:: Given passage ::
---

U.S. v. Grady, 80-2163

Decision Date08 December 1981
Docket NumberNo. 80-2163,80-2163
Parties9 Fed. R. Evid. Serv. 860 UNITED STATES of America, Appellee, v. Alfred Charles GRADY, Appellant.
CourtU.S. Court of Appeals — Eighth Circuit

Doris Gregory Black, argued, St. Louis, Mo., for appellant.

Robert D. Kingsland, U. S. Atty., Kathianne Knaup, argued, Asst. U. S. Atty., St. Louis, Mo., for appellee.

Before HENLEY and McMILLIAN, Circuit Judges, and COLLINSON, Senior District Judge. *

COLLINSON, Senior District Judge.

The appellant, Alfred Charles Grady, is challenging his conviction in the United States District Court 1 of attempting to pass and utter seven (7) falsely made and counterfeited Federal Reserve Notes with intent to defraud, all in violation of Title 18, United States Code, § 472. He was found guilty after a second jury trial on November 25, 1980, 2 and was sentenced on December 5, 1980, to four (4) years' imprisonment. We affirm the conviction.

Evidence adduced at trial disclosed that appellant attempted to purchase two (2) money orders from an employee of the PX Liquor Store in Pagedale, Missouri, on the morning of August 21, 1980. The employee, Mr. James H. Moody, testified that he believed one of the $20 bills offered in payment for the money orders was counterfeit. Moody alerted a fellow employee, John Bratcher, who examined some of the other bills which Moody had received. He subsequently testified that seven (7) of them were "too stiff" and "too thick" and that there were "no visible fibers in the paper." While Bratcher was examining these bills, Moody called the police.

---

:: Written exercise 1 ::
According to the court opinion, what sentence did Grady receive on December 5, 1980?

---

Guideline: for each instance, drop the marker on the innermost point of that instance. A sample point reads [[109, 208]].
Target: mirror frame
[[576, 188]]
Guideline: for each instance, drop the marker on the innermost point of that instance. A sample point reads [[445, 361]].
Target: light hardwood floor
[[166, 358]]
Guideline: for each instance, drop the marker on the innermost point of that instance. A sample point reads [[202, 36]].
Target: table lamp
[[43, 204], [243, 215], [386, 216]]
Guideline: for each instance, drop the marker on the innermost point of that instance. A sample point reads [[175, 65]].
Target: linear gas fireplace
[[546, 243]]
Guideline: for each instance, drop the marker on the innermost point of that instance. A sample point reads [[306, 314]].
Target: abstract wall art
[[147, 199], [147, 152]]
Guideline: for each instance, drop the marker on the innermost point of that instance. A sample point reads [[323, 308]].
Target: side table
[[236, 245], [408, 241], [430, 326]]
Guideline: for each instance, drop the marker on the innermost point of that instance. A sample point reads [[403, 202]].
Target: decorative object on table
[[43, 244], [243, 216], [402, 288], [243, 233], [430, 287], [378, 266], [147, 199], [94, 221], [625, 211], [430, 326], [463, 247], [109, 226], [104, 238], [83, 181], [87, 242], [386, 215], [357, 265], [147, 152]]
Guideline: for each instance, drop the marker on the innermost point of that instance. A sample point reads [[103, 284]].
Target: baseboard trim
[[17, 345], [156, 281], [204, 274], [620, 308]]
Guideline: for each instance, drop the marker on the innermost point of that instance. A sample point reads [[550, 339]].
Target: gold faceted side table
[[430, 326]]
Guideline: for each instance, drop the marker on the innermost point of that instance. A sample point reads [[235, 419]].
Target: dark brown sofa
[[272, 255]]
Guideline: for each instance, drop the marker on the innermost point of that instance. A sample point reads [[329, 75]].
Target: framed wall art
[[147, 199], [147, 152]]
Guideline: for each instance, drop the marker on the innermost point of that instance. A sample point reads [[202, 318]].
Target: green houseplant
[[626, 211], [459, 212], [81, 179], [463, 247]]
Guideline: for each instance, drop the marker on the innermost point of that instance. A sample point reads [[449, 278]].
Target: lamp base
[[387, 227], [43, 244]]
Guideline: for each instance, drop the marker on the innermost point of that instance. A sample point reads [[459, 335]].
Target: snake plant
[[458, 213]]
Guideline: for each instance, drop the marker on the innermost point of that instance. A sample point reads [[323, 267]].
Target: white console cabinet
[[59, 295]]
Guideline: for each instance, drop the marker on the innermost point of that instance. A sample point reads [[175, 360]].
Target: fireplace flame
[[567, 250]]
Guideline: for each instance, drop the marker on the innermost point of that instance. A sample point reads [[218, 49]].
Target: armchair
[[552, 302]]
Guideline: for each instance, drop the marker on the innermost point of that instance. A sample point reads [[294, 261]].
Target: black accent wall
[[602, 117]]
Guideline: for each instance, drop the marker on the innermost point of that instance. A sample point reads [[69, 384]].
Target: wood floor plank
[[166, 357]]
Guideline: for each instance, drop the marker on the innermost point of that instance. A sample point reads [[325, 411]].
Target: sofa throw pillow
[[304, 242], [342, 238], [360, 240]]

---

:: Written exercise 2 ::
Report how many lines of the records contain the string "floor", treating case as significant. Give only the number.

:: Exercise output 1 ::
Four years' imprisonment.

:: Exercise output 2 ::
2